:: What you have to do ::
Lay out every line of the records below as a JSON list of strings, one string per line, skipping any blank lines.

:: Position identification records ::
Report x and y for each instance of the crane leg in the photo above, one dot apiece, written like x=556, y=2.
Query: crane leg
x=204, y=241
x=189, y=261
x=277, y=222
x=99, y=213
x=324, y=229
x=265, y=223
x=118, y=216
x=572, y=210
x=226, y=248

:: Solution below ::
[
  "Report x and y for each instance of the crane leg in the photo above, one dot apiece, written like x=556, y=2.",
  "Query: crane leg",
  "x=204, y=241",
  "x=189, y=261",
  "x=277, y=222",
  "x=99, y=213",
  "x=324, y=229",
  "x=265, y=223",
  "x=118, y=216",
  "x=572, y=210",
  "x=226, y=248"
]